►

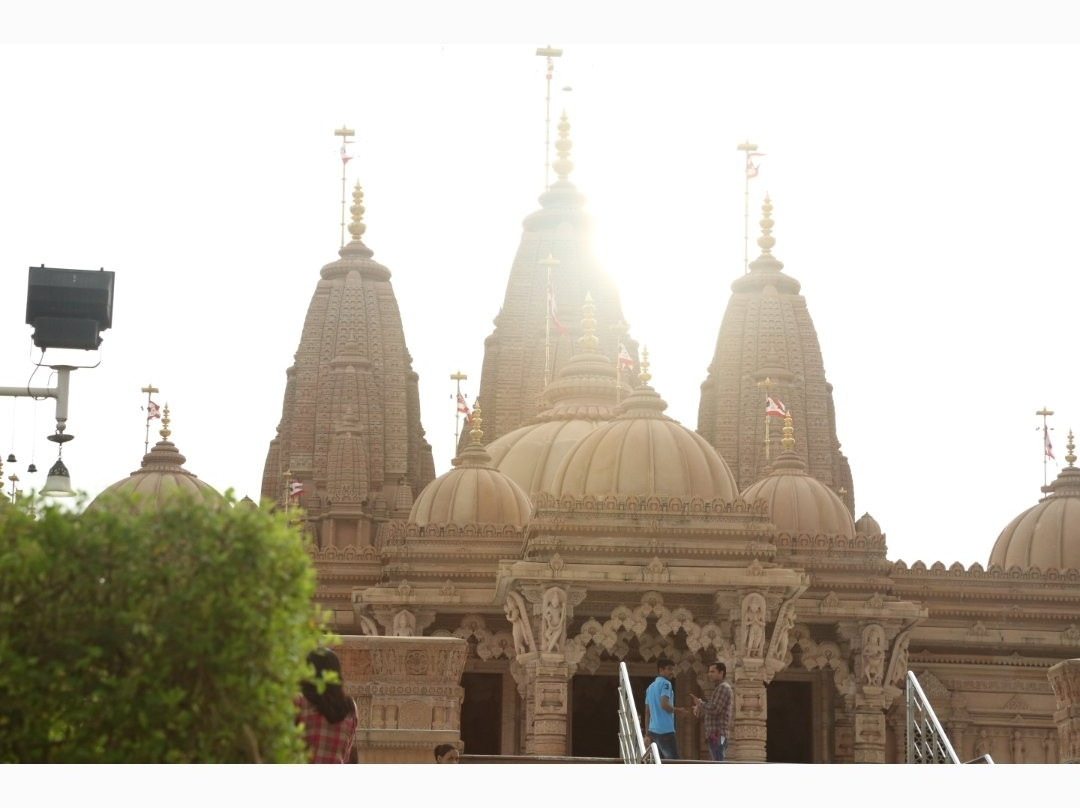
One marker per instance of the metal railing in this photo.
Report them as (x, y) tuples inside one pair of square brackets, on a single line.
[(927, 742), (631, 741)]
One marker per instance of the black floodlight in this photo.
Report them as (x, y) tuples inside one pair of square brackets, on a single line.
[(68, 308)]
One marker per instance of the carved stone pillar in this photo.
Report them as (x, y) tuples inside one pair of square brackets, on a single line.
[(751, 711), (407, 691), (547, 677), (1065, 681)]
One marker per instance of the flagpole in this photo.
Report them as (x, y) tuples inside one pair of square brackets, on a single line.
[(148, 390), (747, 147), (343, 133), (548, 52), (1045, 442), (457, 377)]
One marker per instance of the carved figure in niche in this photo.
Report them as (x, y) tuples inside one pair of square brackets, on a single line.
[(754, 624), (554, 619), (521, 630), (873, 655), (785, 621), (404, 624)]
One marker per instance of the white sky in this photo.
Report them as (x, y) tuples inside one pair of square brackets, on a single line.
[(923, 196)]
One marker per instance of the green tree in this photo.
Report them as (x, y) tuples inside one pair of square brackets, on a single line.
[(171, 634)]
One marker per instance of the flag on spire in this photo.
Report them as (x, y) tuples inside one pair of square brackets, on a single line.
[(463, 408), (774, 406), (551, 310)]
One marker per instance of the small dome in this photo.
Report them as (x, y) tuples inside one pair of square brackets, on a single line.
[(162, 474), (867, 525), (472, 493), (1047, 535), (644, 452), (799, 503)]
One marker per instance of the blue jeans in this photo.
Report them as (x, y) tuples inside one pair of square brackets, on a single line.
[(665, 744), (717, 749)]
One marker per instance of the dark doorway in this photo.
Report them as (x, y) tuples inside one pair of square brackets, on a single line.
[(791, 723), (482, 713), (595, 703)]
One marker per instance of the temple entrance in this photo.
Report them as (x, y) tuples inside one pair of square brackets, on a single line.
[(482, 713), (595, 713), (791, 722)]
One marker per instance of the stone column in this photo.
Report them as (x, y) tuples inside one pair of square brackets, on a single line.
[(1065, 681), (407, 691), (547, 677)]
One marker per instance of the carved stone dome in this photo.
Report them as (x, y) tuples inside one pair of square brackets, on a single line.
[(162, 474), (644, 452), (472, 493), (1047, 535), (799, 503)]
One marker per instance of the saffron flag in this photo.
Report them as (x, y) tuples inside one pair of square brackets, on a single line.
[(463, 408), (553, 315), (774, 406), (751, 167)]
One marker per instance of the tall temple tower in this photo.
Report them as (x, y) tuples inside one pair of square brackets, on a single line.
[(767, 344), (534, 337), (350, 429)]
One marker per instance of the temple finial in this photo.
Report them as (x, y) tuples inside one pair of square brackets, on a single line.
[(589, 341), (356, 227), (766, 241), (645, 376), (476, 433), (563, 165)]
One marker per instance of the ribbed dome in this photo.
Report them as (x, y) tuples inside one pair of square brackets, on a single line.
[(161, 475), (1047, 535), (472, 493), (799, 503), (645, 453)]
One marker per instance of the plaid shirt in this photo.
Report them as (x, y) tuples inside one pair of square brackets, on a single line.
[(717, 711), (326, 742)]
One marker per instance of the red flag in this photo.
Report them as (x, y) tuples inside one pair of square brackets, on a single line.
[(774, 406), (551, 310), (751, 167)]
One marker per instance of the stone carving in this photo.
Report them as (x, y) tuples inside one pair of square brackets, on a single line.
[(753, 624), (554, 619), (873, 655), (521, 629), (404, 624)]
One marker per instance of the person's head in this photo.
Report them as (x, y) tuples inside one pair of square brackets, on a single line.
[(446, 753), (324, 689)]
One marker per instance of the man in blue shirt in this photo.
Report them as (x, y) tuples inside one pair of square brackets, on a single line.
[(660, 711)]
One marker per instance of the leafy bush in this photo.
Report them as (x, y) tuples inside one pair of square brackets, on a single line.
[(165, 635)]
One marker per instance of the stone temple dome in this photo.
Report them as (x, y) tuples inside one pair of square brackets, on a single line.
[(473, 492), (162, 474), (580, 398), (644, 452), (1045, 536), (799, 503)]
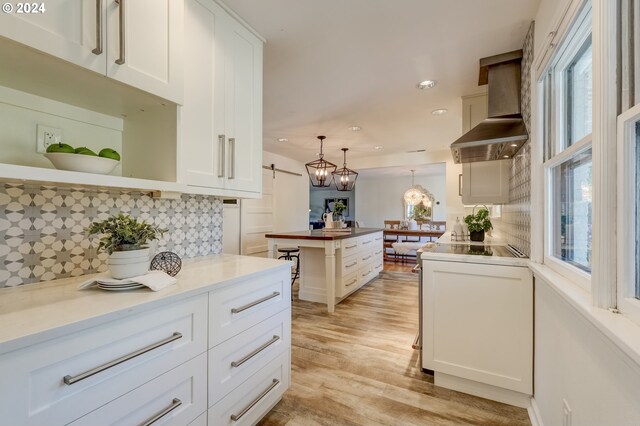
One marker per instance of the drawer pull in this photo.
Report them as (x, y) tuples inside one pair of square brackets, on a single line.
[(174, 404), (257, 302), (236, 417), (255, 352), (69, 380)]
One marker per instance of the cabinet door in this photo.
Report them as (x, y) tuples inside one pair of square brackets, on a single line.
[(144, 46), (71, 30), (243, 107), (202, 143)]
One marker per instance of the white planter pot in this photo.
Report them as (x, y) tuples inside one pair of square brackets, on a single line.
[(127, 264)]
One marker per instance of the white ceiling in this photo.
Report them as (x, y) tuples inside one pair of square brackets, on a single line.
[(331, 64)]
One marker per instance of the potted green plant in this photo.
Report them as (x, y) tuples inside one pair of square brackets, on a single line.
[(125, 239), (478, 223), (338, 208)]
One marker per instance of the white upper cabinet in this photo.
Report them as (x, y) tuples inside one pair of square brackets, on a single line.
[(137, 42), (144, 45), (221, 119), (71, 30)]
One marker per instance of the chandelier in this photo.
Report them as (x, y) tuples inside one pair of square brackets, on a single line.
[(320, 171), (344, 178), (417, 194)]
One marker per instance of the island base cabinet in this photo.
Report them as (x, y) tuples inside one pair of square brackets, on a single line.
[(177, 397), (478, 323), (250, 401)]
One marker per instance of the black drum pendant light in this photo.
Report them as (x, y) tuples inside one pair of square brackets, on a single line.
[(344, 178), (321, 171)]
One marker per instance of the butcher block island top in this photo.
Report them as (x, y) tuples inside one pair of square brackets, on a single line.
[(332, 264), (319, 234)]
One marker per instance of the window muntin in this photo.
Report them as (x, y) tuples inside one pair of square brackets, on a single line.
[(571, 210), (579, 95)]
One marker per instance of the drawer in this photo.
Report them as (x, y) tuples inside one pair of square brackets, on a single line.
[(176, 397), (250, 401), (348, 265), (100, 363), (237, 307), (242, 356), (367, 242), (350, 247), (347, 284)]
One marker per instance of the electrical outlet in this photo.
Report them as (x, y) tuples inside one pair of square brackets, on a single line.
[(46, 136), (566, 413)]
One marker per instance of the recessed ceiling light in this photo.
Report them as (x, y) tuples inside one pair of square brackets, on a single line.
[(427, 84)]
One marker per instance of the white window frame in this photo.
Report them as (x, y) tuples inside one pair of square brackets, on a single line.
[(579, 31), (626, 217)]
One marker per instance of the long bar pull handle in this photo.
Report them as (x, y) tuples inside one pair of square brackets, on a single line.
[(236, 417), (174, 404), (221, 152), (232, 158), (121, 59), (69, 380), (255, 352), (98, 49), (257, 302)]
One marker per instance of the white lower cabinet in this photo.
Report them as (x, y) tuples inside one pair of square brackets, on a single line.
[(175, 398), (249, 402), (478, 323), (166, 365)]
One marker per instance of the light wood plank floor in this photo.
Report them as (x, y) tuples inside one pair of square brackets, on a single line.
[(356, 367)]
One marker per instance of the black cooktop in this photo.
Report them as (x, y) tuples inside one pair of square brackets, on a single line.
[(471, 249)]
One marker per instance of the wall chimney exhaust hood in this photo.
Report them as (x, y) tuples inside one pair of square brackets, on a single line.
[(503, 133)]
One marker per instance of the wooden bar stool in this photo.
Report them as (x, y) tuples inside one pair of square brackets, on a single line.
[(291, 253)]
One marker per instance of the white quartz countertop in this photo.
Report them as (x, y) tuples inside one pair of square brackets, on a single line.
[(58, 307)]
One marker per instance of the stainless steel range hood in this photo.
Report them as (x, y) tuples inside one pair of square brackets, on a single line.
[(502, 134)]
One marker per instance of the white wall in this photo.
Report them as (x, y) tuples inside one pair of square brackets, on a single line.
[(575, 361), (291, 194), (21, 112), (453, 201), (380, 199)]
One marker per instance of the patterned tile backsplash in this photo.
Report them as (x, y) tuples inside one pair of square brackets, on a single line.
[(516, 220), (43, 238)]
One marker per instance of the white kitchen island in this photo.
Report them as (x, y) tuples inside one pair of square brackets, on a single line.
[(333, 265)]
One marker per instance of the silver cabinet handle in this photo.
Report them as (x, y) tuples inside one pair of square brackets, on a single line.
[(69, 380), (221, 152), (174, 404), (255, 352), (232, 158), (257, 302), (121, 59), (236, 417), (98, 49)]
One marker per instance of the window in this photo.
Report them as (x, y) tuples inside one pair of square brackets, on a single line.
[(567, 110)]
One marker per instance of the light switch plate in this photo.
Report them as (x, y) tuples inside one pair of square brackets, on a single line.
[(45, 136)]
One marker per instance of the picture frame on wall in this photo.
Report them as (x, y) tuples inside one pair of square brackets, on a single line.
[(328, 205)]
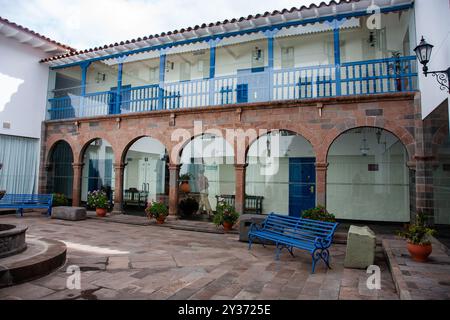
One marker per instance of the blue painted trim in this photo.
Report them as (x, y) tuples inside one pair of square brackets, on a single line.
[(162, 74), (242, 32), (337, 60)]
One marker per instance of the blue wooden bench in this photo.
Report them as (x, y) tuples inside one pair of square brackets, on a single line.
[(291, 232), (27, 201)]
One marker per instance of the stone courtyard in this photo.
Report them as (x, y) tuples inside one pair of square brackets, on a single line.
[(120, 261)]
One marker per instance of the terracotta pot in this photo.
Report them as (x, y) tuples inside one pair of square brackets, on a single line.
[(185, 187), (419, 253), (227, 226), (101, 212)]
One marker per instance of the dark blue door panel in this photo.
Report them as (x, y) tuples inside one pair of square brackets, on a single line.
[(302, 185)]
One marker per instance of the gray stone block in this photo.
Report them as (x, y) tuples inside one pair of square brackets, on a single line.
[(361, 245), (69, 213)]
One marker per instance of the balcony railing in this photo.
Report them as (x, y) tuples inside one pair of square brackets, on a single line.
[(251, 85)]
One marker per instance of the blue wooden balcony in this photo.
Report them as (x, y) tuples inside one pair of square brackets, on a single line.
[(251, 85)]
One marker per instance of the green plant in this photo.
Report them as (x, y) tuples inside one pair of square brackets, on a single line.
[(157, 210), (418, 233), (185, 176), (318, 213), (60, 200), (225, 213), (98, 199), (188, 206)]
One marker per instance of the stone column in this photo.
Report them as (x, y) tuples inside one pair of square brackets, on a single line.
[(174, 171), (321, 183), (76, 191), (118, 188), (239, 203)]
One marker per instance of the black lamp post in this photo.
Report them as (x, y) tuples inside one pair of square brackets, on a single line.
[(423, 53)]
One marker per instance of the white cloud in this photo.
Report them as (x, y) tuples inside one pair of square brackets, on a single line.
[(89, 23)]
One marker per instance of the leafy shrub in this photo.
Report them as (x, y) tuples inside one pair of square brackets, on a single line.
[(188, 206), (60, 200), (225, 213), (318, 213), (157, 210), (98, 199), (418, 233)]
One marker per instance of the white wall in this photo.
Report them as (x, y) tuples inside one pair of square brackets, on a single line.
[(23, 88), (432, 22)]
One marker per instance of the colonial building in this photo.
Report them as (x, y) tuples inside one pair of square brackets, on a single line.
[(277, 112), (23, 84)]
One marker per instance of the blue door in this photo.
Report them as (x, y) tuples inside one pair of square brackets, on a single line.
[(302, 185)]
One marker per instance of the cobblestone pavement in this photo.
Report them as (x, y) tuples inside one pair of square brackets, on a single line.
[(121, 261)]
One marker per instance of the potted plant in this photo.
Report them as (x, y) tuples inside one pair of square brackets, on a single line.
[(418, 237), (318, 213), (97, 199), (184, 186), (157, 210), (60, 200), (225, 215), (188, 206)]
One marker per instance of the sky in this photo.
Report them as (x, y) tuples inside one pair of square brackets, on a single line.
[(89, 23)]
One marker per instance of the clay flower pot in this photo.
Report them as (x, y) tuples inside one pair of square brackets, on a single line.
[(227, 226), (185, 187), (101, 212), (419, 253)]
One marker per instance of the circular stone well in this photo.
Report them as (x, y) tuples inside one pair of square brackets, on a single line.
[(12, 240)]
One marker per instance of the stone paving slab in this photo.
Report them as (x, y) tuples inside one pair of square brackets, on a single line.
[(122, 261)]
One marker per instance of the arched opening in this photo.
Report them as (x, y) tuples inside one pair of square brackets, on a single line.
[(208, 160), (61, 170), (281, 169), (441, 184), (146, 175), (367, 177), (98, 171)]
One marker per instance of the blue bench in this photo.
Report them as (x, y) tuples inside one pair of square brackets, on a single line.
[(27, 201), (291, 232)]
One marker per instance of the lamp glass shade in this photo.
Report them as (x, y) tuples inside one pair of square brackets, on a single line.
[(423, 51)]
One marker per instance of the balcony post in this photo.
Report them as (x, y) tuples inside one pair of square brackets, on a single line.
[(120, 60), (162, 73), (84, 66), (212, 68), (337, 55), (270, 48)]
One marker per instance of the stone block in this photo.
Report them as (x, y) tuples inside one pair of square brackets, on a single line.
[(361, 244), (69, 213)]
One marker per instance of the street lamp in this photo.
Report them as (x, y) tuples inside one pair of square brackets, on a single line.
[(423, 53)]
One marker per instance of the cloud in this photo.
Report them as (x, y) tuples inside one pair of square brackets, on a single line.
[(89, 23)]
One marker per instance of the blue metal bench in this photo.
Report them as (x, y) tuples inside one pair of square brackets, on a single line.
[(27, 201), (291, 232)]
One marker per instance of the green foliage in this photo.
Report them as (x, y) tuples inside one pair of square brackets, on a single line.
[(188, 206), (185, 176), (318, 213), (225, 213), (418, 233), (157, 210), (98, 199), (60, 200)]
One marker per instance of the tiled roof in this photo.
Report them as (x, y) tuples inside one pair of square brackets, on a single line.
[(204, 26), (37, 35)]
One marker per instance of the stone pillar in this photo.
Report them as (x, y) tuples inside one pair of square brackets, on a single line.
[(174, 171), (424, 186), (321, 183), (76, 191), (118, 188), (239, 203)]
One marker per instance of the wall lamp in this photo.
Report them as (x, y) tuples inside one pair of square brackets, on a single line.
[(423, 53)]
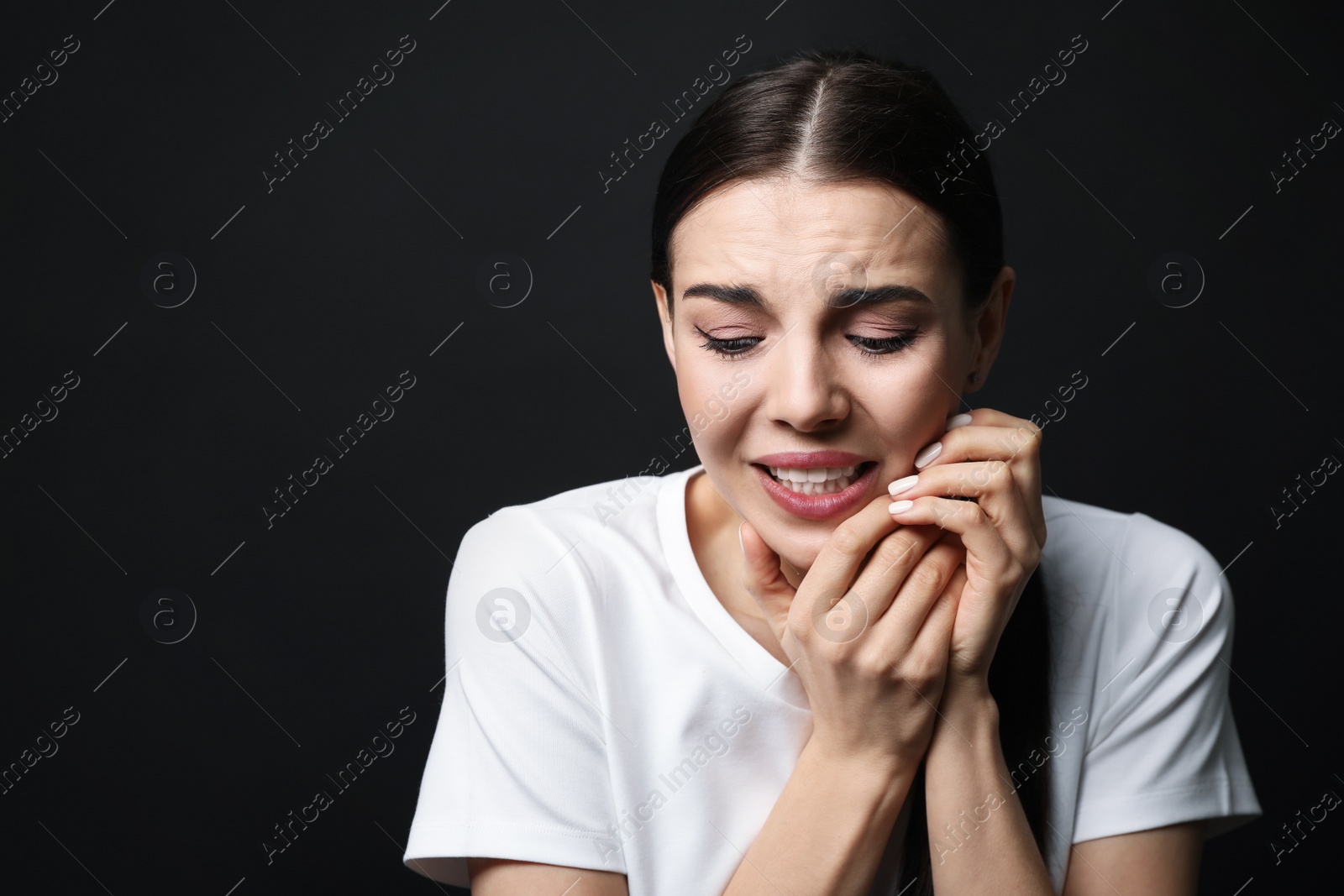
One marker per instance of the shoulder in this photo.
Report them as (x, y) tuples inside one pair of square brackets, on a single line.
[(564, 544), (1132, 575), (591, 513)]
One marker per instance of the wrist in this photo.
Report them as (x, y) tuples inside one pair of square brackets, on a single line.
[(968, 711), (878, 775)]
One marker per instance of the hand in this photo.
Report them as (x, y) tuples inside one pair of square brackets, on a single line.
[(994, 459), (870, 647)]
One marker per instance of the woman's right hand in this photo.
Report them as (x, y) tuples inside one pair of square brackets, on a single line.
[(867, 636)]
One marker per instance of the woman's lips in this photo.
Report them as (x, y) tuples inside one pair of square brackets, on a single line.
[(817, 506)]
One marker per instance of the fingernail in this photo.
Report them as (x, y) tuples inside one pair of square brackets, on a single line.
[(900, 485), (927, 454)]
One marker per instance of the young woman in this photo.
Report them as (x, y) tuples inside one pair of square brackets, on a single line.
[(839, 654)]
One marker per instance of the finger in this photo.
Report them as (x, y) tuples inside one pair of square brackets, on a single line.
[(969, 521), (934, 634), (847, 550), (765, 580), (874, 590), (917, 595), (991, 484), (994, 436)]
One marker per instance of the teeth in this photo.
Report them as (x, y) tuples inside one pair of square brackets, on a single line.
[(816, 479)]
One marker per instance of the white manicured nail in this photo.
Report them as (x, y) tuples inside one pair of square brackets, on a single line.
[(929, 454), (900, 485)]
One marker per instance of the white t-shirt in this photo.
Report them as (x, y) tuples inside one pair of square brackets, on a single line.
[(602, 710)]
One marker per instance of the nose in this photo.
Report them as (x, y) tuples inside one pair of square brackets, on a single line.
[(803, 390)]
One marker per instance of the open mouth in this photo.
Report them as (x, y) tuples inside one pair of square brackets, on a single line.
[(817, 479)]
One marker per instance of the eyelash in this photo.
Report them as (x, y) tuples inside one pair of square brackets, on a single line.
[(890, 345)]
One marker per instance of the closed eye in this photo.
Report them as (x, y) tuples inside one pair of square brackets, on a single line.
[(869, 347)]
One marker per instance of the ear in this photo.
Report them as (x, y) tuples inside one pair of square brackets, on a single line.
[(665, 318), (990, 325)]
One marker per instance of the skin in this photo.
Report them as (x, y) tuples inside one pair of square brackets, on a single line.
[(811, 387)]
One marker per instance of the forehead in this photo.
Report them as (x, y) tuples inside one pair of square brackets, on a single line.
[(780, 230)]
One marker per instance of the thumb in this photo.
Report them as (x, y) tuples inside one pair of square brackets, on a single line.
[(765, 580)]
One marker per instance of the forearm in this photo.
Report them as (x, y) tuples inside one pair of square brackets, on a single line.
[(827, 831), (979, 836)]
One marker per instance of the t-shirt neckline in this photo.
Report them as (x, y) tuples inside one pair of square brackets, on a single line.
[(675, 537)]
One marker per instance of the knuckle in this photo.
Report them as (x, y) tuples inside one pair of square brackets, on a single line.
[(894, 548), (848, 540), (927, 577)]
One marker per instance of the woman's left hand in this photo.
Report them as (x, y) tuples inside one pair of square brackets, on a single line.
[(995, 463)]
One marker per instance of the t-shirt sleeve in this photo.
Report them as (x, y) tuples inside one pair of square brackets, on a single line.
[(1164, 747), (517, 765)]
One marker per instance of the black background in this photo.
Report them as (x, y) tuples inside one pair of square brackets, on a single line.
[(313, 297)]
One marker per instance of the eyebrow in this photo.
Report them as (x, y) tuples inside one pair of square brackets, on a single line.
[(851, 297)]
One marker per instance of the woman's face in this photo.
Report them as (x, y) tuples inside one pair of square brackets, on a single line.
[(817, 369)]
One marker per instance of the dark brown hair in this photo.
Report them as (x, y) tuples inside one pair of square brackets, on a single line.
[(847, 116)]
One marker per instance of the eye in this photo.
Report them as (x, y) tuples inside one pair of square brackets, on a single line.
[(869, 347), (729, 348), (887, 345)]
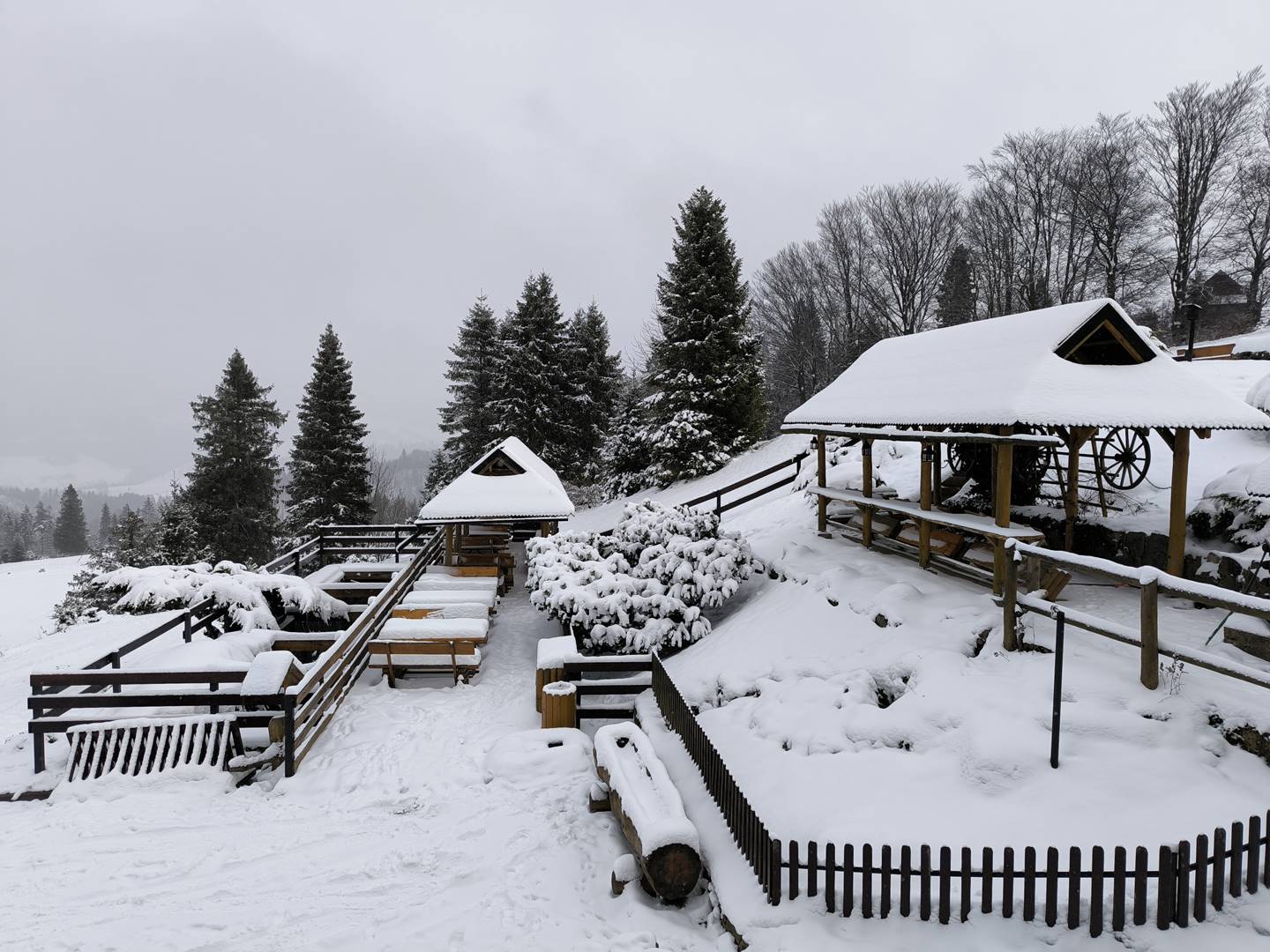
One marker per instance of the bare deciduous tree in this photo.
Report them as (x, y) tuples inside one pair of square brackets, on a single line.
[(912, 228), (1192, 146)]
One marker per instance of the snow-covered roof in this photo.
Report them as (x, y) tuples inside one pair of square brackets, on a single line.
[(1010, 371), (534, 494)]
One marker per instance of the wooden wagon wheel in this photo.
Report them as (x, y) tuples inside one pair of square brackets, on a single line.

◄

Your objective: The answer must consist of every line above that contains the word "lamp".

Response for this exercise:
One marker per instance of the black lamp post in this photo.
One marker per instance of the lamp glass shade in this photo.
One marker per instance of the street lamp in this photo.
One marker per instance of the wall lamp in this photo.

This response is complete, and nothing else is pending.